▸ TASK OBJECTIVE
Copy all of the data below without altering a single line.
____________
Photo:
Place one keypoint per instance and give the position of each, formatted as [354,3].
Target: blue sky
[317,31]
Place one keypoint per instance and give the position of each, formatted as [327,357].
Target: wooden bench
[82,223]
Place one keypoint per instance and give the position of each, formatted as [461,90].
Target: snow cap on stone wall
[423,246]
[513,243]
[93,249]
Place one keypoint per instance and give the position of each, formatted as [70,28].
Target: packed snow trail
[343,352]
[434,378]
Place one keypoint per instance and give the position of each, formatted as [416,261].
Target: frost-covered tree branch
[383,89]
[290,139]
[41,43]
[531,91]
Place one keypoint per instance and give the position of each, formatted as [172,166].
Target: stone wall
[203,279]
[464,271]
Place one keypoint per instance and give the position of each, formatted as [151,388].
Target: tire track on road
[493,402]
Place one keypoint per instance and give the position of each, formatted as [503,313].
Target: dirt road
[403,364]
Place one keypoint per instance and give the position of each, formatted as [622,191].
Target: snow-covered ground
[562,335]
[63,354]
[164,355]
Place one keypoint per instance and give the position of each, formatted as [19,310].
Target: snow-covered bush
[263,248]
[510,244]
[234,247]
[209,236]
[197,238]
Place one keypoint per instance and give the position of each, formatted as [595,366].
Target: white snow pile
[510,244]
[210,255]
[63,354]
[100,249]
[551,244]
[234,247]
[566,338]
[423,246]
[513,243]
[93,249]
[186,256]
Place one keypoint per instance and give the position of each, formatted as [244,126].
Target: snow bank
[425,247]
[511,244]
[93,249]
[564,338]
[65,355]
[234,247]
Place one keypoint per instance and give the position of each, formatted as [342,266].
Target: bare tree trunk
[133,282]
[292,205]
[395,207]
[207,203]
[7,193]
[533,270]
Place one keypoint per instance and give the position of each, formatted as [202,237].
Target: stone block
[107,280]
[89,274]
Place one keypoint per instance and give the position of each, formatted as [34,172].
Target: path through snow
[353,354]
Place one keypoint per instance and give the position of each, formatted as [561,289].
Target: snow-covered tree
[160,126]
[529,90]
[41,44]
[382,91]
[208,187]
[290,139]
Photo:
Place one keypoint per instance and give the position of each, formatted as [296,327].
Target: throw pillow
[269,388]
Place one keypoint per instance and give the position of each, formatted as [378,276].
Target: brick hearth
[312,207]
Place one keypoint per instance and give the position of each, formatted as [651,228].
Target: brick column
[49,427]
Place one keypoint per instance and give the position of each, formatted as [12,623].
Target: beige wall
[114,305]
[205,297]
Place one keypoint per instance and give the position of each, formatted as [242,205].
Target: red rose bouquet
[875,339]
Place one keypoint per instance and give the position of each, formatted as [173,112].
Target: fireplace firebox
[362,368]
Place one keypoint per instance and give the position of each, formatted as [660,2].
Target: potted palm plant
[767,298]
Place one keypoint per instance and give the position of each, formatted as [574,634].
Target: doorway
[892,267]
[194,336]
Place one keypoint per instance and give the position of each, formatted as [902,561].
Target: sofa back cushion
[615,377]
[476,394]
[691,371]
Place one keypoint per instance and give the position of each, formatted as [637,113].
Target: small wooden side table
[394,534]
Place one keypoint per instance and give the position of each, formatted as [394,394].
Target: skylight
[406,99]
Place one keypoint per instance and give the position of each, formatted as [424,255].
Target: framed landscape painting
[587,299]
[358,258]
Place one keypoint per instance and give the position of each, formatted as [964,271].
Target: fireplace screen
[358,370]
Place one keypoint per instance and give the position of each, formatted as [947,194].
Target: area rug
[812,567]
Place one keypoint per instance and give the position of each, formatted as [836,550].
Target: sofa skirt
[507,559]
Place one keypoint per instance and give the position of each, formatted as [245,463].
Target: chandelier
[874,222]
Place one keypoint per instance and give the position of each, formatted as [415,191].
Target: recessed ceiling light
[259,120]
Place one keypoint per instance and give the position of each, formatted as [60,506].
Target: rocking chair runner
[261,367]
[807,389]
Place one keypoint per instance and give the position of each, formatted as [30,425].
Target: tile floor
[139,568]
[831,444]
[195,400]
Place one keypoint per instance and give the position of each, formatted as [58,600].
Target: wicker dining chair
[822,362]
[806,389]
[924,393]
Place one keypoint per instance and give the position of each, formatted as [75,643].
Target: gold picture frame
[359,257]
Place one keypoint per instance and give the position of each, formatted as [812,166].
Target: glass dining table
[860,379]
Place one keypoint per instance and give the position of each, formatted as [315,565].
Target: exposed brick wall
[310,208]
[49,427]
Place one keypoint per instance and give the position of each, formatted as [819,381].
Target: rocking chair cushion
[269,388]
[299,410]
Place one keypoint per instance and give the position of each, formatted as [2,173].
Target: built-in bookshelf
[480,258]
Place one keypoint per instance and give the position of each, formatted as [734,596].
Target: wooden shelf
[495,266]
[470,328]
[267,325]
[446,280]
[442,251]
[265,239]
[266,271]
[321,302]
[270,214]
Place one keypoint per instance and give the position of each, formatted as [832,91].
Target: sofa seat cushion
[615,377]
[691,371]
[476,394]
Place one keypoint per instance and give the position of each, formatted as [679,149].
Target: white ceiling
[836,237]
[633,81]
____________
▸ RESULT FOR THIS TASK
Photo:
Place one keypoint per instance and give the position of each, formatted as [354,3].
Target: blue sky
[317,31]
Place one keypoint per instance and give the position of each, formatted as [327,357].
Target: wooden bench
[82,223]
Place one keypoint per instance and give the position of each, formatted as [461,90].
Target: snow cap on stone wall
[423,246]
[513,243]
[93,249]
Place one keypoint per instance and give the position of each, formatted as [70,28].
Target: packed snow trail
[343,352]
[434,378]
Place one keypoint per instance and give the position of each, formatted as [416,261].
Target: frost-covered tree branch
[383,89]
[290,139]
[41,43]
[531,91]
Place one keypoint per instance and give the position of each, formatted as [172,166].
Target: stone wall
[203,279]
[464,271]
Place one keypoint per instance and give the position of each, formatted as [151,388].
Target: tire track on road
[493,402]
Place one keypoint per instance and give the position of each, formatted as [503,313].
Target: dirt road
[403,364]
Place one keypoint per instance and give the position of each, formatted as [622,191].
Target: snow-covered ground
[562,335]
[63,354]
[164,355]
Place one keypoint per instance and give the position of each, formatted as [19,310].
Target: snow-covered bush
[263,248]
[510,244]
[234,247]
[209,236]
[197,238]
Place one keypoint per instance and give the position of each, formatted as [595,366].
Target: white snow pile
[510,244]
[210,255]
[63,354]
[100,249]
[551,244]
[234,247]
[566,338]
[423,246]
[513,243]
[93,249]
[186,256]
Place one keypoint per instance and give the position of each, formatted as [244,126].
Target: snow bank
[425,247]
[511,244]
[93,249]
[564,338]
[65,355]
[234,247]
Place one keypoint per instance and give the position of each, formatted as [342,266].
Target: bare tree trunk
[133,282]
[292,205]
[395,207]
[207,203]
[7,193]
[533,270]
Place one keypoint per instance and give the position of each, formatted as [202,237].
Target: stone block
[107,280]
[89,274]
Place one keypoint per instance and give the position of each, formatted as [34,172].
Target: path through snow
[353,354]
Place one keypoint per instance and give the position of each, formatted as [561,289].
Target: snow-covered tree
[160,126]
[529,90]
[41,44]
[382,91]
[208,187]
[290,139]
Photo:
Place one keypoint per instance and give the position of each, formatted as [296,327].
Target: throw pillow
[269,388]
Place one keypoint per instance and give the position of each, formatted as [378,276].
Target: brick hearth
[312,207]
Place one keypoint per instance and give the position of each, formatted as [651,228].
Target: brick column
[49,427]
Place one keypoint per instance and give the position of each, formatted as [12,623].
Target: beige wall
[114,305]
[205,297]
Place one keypoint per instance and give the position of each, formatted as [242,205].
Target: red rose bouquet
[875,339]
Place one keypoint per instance and give the position of each, formatted as [173,112].
Target: fireplace firebox
[362,368]
Place one keypoint per instance and give the position of each, formatted as [660,2].
Target: potted palm plant
[767,298]
Place one keypoint per instance and give the position of each, formatted as [574,634].
Target: doorway
[892,267]
[194,336]
Place one keypoint per instance and give the position of each, formatted as [902,561].
Target: sofa back cushion
[615,377]
[476,394]
[691,371]
Place one keypoint per instance and give the position of each, formatted as [637,113].
Target: small wooden side table
[394,534]
Place one keypoint per instance and give the position of each, formatted as [394,394].
Target: skylight
[406,99]
Place one keypoint per instance and give the position of each, formatted as [424,255].
Target: framed landscape painting
[587,299]
[358,258]
Place one keypoint per instance and give the position of each, formatted as [964,271].
Target: fireplace screen
[358,370]
Place one keypoint per instance and give the position of each, formatted as [947,194].
Target: area rug
[812,567]
Place one keypoint per instance and give the position of each, formatted as [836,550].
Target: sofa skirt
[507,559]
Place one keypoint per instance and give the position of each, formatted as [245,463].
Target: chandelier
[874,222]
Place one keypoint per instance and give the position of each, formatted as [415,191].
Target: recessed ceiling light
[259,120]
Place one keypoint per instance and give the position of each, formatted as [60,506].
Target: rocking chair runner
[261,367]
[807,389]
Place one keypoint per instance and give the position of each, formatted as [30,425].
Target: tile floor
[139,568]
[831,444]
[195,400]
Place one keypoint per instance and give the position of each, formatted as [58,600].
Target: wicker dining chair
[822,362]
[806,389]
[924,393]
Place one keypoint per instance and give the position of each, formatted as [75,643].
Target: gold picture frame
[359,257]
Place one keypoint per instance and give the position of each, formatted as [812,166].
Target: glass dining table
[860,379]
Place one keypoint per instance and give the position of each, formatted as [315,565].
Target: exposed brick wall
[310,208]
[49,427]
Place one keypoint per instance and give the position of each, formatted as [819,381].
Target: rocking chair cushion
[269,388]
[299,410]
Place one keypoint per instance and give the position of each, formatted as [2,173].
Target: built-in bookshelf
[480,258]
Place one keypoint per instance and give the position of each, formatted as [734,596].
Target: wooden shelf
[495,266]
[470,328]
[267,325]
[446,280]
[442,251]
[265,239]
[266,271]
[321,302]
[270,214]
Place one keypoint per instance and give the position of each, formatted as [832,91].
Target: sofa seat cushion
[615,377]
[691,371]
[476,394]
Place one keypoint per instance and give the position of each, formatted as [679,149].
Target: white ceiling
[836,237]
[633,81]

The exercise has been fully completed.